DATA FOR THIS EXERCISE Start Marker

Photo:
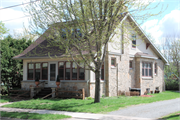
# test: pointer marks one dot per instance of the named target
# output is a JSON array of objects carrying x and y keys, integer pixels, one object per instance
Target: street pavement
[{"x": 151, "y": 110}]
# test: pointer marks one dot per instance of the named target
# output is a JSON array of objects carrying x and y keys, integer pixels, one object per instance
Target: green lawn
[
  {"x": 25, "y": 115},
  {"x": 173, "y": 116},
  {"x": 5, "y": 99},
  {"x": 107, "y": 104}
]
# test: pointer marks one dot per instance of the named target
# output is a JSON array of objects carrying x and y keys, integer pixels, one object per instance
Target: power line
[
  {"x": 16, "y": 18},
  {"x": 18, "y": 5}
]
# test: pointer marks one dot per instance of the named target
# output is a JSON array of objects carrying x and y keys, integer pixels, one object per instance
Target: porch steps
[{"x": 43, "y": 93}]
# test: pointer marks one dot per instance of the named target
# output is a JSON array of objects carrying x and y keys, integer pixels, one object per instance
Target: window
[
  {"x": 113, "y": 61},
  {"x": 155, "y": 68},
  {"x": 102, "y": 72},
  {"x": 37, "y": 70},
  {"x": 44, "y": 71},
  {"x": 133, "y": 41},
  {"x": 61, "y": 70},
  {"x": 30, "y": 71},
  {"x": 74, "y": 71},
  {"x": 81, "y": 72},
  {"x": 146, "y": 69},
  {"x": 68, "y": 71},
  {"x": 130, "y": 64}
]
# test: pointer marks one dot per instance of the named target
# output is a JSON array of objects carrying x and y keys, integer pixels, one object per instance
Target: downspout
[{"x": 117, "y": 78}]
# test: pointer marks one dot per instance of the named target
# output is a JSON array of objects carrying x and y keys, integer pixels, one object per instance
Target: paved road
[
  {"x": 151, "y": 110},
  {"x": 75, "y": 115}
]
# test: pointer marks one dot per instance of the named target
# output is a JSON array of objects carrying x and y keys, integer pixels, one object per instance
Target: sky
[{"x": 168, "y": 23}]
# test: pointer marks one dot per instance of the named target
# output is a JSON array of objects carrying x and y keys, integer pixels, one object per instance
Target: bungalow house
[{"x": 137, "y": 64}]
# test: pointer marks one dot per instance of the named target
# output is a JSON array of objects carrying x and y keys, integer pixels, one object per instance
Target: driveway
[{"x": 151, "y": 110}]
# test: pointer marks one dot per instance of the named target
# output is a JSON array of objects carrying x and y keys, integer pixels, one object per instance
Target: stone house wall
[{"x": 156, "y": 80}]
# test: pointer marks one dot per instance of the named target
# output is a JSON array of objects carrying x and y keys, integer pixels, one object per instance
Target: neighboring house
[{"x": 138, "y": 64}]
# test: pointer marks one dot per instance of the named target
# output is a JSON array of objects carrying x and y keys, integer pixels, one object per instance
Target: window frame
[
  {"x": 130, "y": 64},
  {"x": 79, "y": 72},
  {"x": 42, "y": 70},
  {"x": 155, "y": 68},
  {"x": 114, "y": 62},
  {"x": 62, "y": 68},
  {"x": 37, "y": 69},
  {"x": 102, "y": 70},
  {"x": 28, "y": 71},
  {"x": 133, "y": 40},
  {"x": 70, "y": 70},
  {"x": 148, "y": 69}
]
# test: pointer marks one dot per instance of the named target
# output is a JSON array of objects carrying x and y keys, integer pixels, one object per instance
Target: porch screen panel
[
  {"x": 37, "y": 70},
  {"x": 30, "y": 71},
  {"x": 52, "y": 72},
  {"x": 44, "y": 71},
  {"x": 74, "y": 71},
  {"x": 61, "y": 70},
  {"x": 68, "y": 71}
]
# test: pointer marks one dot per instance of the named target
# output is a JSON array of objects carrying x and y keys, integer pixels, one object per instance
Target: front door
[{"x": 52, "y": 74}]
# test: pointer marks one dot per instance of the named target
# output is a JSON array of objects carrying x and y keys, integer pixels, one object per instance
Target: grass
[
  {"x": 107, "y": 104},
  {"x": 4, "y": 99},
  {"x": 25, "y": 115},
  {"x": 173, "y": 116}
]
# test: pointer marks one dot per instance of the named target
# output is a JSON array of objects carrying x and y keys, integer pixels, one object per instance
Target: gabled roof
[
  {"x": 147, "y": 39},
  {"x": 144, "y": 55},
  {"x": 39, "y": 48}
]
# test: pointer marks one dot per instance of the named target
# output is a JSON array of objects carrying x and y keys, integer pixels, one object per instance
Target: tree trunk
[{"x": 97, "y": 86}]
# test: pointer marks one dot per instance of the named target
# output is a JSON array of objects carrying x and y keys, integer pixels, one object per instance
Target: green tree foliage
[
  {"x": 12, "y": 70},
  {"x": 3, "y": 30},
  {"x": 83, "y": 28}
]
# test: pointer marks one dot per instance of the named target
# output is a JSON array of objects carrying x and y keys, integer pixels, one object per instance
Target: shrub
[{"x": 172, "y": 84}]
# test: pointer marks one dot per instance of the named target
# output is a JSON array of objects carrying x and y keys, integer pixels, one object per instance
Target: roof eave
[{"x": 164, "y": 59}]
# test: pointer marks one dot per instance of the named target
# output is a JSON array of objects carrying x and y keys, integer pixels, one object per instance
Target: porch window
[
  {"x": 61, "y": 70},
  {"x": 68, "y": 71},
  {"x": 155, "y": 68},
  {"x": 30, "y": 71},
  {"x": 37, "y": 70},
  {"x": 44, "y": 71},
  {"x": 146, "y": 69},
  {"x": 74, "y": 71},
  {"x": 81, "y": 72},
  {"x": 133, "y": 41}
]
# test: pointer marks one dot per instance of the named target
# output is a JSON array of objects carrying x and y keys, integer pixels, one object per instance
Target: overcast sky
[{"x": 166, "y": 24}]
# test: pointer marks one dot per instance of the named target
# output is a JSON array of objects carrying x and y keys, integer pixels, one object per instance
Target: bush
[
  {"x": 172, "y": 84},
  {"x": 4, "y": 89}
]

DATA FOR THIS EXERCISE End Marker

**AIM OF THE EXERCISE:** The records above must be output exactly, except for their pictures.

**ANSWER BOX:**
Photo:
# test: pointer marks one dot per instance of the named target
# output is a JSON array of objects carrying x and y keys, integer pixels, one object per instance
Target: street pavement
[{"x": 151, "y": 110}]
# test: pointer marks one dot per instance of the named target
# output is a JSON array of objects carrying x and y keys, integer pixels, one object per instance
Target: green lawn
[
  {"x": 25, "y": 115},
  {"x": 173, "y": 116},
  {"x": 5, "y": 99},
  {"x": 107, "y": 104}
]
# test: pointer marks one dot per instance of the named target
# output is a JSON array of objects carrying x and y keys, integer pixels, one object per instance
Target: power line
[
  {"x": 16, "y": 18},
  {"x": 18, "y": 5}
]
# test: pointer marks one dot per instance of the named target
# output is a JSON array of objects carrying x and y keys, integer pixels, one object per instance
Target: porch steps
[{"x": 43, "y": 93}]
# test: pointer marks one dot per instance of the named target
# output is a JSON array of objects carrying x and y keys, integer pixels, one object per instance
Target: window
[
  {"x": 113, "y": 61},
  {"x": 155, "y": 68},
  {"x": 102, "y": 72},
  {"x": 37, "y": 70},
  {"x": 44, "y": 71},
  {"x": 133, "y": 41},
  {"x": 61, "y": 70},
  {"x": 30, "y": 71},
  {"x": 74, "y": 71},
  {"x": 81, "y": 72},
  {"x": 146, "y": 69},
  {"x": 68, "y": 71},
  {"x": 130, "y": 64}
]
# test: pointer marks one dot per instance of the named target
# output is a JSON array of objects carrying x and y keys, integer pixels, one object per instance
Target: downspout
[{"x": 117, "y": 78}]
# test: pointer marks one dot per instance of the named target
# output is a JSON array of objects carrying x and y keys, integer pixels, one object per instance
Target: paved road
[
  {"x": 151, "y": 110},
  {"x": 75, "y": 115}
]
# test: pointer marks one dot per instance of the named target
# output is a JSON array of objects carrying x and y keys, integer pixels, one object per instance
Target: sky
[{"x": 168, "y": 23}]
# test: pointer marks one dot per instance of the named target
# output is a JSON array of objects carrying x and y keys, integer pixels, one object per instance
Target: bungalow house
[{"x": 137, "y": 64}]
# test: pointer marks one dot per instance of the named target
# output is a JSON array of objects carrying x and y keys, integer pixels, one object per instance
Target: driveway
[{"x": 151, "y": 110}]
# test: pointer marks one dot per instance of the named target
# output is a JSON array of objects carrying x and y keys, integer pixels, one object per instance
Target: stone house wall
[{"x": 156, "y": 80}]
# test: pointer marks one dot per instance of the named target
# output is a JSON array of objects carrying x and y keys, integer pixels, one object per instance
Target: neighboring house
[{"x": 138, "y": 64}]
# test: pointer marks one dot per instance of the named target
# output is a JSON array of objects carrying x and y keys, integer pixels, one object per instance
Target: window frame
[
  {"x": 130, "y": 64},
  {"x": 79, "y": 72},
  {"x": 42, "y": 70},
  {"x": 155, "y": 68},
  {"x": 114, "y": 62},
  {"x": 62, "y": 68},
  {"x": 37, "y": 69},
  {"x": 102, "y": 70},
  {"x": 28, "y": 71},
  {"x": 133, "y": 40},
  {"x": 70, "y": 70},
  {"x": 148, "y": 69}
]
# test: pointer marks one dot per instance of the named target
# output is a JSON array of objects carrying x and y keys, integer pixels, one object per instance
Target: porch screen panel
[
  {"x": 37, "y": 70},
  {"x": 30, "y": 71},
  {"x": 52, "y": 72},
  {"x": 44, "y": 71},
  {"x": 74, "y": 71},
  {"x": 61, "y": 70},
  {"x": 68, "y": 71}
]
# test: pointer marks one dot per instance of the named target
# output is a JSON array of objects carrying x and y keys, integer pixels, one object per instance
Target: front door
[{"x": 52, "y": 74}]
# test: pointer marks one dot per instance of the named target
# output is a JSON array of objects carrying x and y keys, integer pixels, one object per instance
Target: grass
[
  {"x": 107, "y": 104},
  {"x": 4, "y": 99},
  {"x": 25, "y": 115},
  {"x": 173, "y": 116}
]
# test: pointer marks one dot per instance of the named target
# output is a JSON array of objects carrying x and y keys, integer pixels, one object per instance
Target: gabled roof
[
  {"x": 147, "y": 39},
  {"x": 144, "y": 55},
  {"x": 39, "y": 48}
]
# test: pointer marks one dot per instance of the named target
# output is a JSON array of objects carrying x and y keys, integer pixels, one object per instance
Target: tree trunk
[{"x": 97, "y": 86}]
# test: pointer marks one dot per instance of the named target
# output is a JSON array of objects carrying x and y keys, integer pixels, one object per instance
Target: green tree foliage
[
  {"x": 12, "y": 70},
  {"x": 3, "y": 30},
  {"x": 83, "y": 28}
]
# test: pointer marks one dot per instance of the named target
# output is a JSON array of objects carrying x and y keys, integer pixels, one object per instance
Target: shrub
[{"x": 172, "y": 84}]
# test: pointer marks one dot per instance of the named target
# output is a JSON array of objects carrying x and y keys, integer pixels, one object per instance
Target: roof eave
[{"x": 164, "y": 59}]
# test: pointer marks one dot per instance of the named target
# output is a JSON array of objects carrying x and y keys, integer pixels, one object per instance
Target: porch window
[
  {"x": 61, "y": 70},
  {"x": 68, "y": 71},
  {"x": 155, "y": 68},
  {"x": 30, "y": 71},
  {"x": 37, "y": 70},
  {"x": 44, "y": 71},
  {"x": 146, "y": 69},
  {"x": 74, "y": 71},
  {"x": 81, "y": 72},
  {"x": 133, "y": 41}
]
# test: pointer marks one dot per instance of the named target
# output is a JSON array of objects carrying x and y keys, integer pixels, one object per instance
Target: overcast sky
[{"x": 166, "y": 24}]
# test: pointer marks one dot per instance of the named target
# output is a JSON array of objects carrying x and y keys, integer pixels, one object per instance
Target: bush
[
  {"x": 172, "y": 84},
  {"x": 4, "y": 89}
]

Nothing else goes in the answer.